+++ Texto de la página

Les doy la bienvenida a todos y, de modo particular, agradezco al maestro Mons. Marco Frisina y le agradezco a Nova Opera la organización de esta iniciativa que se realiza con ocasión de los cuarenta años de la fundación del Coro de la Diócesis de Roma. Es un aniversario que los anima a todos ustedes a seguir adelante en el valioso servicio que prestan, en Roma y en muchas otras partes del mundo.
Vuestro encuentro, que ha llegado a su cuarta edición, reúne a numerosos coros parroquiales y diocesanos, scholæ cantorum, capillas musicales, directores y músicos. Han venido al Vaticano para profundizar juntos el significado de la música que está al servicio de la liturgia; y es hermoso verlos aquí, también porque, viniendo de lugares distintos pero unidos por la fe y la pasión musical, son un signo fuerte de unidad. Por eso, quisiera llamar vuestra atención sobre tres aspectos esenciales del servicio que prestan , es decir, la armonía, la comunión y la alegría.
Primero: la armonía. La música genera armonía alcanzando a todos, consolando a quien sufre, devolviendo entusiasmo a quien está desanimado y haciendo florecer en cada uno valores maravillosos como la belleza y la poesía, reflejo de la luz armoniosa de Dios. De hecho, el arte musical tiene un lenguaje universal e inmediato, que no necesita traducciones, ni muchas explicaciones conceptuales. Pueden apreciarlo los sencillos y los doctos, unos captando algún aspecto y otros uno distinto, con más o menos profundidad, pero beneficiándose todos de la misma riqueza. Además, la música educa a la escucha, a la atención y al estudio, elevando las emociones, los sentimientos y los pensamientos (cf. Ef 4,4-8), llevando a las personas más allá del torbellino de la prisa, del ruido y de una visión materialista de la vida, y ayudándolas a contemplarse mejor a sí mismas y a la realidad que las rodea. Da así, a quien la cultiva, una mirada sabia y sosegada, con la que se superan más fácilmente divisiones y antagonismos, para estar —al igual que los instrumentos de una orquesta o las voces de un coro—en concordancia, para estar atentos a no desafinar y corregir las disonancias, que también son útiles para la dinámica de las composiciones, siempre que se integren en un tejido armónico.

++++++
+++ Registros dados

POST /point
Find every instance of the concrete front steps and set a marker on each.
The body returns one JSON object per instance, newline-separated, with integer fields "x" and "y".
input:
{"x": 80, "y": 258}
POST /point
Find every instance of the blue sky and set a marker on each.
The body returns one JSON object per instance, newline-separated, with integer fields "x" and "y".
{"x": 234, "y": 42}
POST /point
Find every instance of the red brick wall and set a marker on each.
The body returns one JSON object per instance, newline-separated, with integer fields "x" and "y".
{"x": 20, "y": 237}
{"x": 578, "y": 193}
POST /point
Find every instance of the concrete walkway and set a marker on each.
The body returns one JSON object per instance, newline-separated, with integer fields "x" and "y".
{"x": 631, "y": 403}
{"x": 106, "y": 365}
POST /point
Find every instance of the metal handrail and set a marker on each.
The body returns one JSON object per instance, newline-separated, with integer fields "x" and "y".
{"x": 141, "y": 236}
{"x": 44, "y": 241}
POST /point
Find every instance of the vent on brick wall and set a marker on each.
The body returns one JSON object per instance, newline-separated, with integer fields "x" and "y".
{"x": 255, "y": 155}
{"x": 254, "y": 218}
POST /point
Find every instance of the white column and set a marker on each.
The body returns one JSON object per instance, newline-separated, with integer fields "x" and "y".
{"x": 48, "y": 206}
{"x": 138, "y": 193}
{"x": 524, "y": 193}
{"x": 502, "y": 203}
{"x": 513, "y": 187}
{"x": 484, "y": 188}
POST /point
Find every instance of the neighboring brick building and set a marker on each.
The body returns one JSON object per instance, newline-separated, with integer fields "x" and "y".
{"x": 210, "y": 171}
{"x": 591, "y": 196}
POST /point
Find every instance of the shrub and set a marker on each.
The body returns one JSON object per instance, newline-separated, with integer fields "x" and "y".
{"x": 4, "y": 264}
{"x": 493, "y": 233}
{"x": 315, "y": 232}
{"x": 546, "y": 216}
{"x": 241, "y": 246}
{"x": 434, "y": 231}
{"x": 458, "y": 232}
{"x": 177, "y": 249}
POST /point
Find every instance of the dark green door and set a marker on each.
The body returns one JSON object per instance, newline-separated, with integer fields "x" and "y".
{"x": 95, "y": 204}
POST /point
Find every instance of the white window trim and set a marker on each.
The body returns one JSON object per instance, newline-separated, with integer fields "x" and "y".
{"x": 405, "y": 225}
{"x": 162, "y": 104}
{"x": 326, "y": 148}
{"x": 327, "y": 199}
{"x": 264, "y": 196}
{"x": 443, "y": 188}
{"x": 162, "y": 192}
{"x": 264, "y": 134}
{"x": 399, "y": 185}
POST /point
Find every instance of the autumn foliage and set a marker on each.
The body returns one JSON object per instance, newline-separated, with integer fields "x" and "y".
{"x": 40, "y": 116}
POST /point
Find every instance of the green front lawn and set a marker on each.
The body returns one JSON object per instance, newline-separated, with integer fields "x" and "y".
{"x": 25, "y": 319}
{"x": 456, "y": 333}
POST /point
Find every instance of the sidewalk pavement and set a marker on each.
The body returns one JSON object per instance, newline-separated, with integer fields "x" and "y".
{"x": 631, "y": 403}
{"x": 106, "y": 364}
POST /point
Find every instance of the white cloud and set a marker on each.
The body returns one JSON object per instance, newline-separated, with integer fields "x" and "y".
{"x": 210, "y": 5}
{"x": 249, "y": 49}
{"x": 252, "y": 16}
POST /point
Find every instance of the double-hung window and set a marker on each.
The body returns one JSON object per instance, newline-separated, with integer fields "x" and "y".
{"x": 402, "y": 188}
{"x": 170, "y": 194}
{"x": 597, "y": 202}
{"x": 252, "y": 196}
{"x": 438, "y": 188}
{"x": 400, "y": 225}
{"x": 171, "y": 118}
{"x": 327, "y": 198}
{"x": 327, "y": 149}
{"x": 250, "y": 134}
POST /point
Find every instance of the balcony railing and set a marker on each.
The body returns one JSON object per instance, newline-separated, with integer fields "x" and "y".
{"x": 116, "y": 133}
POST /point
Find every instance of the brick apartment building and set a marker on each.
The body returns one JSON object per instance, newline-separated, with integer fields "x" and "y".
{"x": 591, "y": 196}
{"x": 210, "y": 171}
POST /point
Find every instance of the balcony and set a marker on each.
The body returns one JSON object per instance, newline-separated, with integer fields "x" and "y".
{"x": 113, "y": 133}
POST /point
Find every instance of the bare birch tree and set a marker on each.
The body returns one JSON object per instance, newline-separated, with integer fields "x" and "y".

++++++

» Objetivos
1. Resume en forma de lista el párrafo del discurso sobre los coros que empieza con "Vuestro encuentro, que ha llegado", sin perder sus datos principales.
2. Por favor, traduce al inglés esta oración del discurso sobre los coros: "De hecho, el arte musical tiene un lenguaje universal e inmediato, que no necesita traducciones, ni muchas explicaciones conceptuales."
Los registros no guardan relación con el discurso sobre los coros.

» Respuestas del ejercicio
1.
- El encuentro va por su cuarta edición.
- Reúne a numerosos coros parroquiales y diocesanos, scholæ cantorum, capillas musicales, directores y músicos.
- Los participantes han venido al Vaticano para profundizar juntos el significado de la música al servicio de la liturgia.
- Vienen de lugares distintos, pero están unidos por la fe y la pasión musical, y por eso son un signo fuerte de unidad.
- Se señalan tres aspectos esenciales de su servicio: la armonía, la comunión y la alegría.

2. In fact, the art of music has a universal and immediate language that needs no translations, nor many conceptual explanations.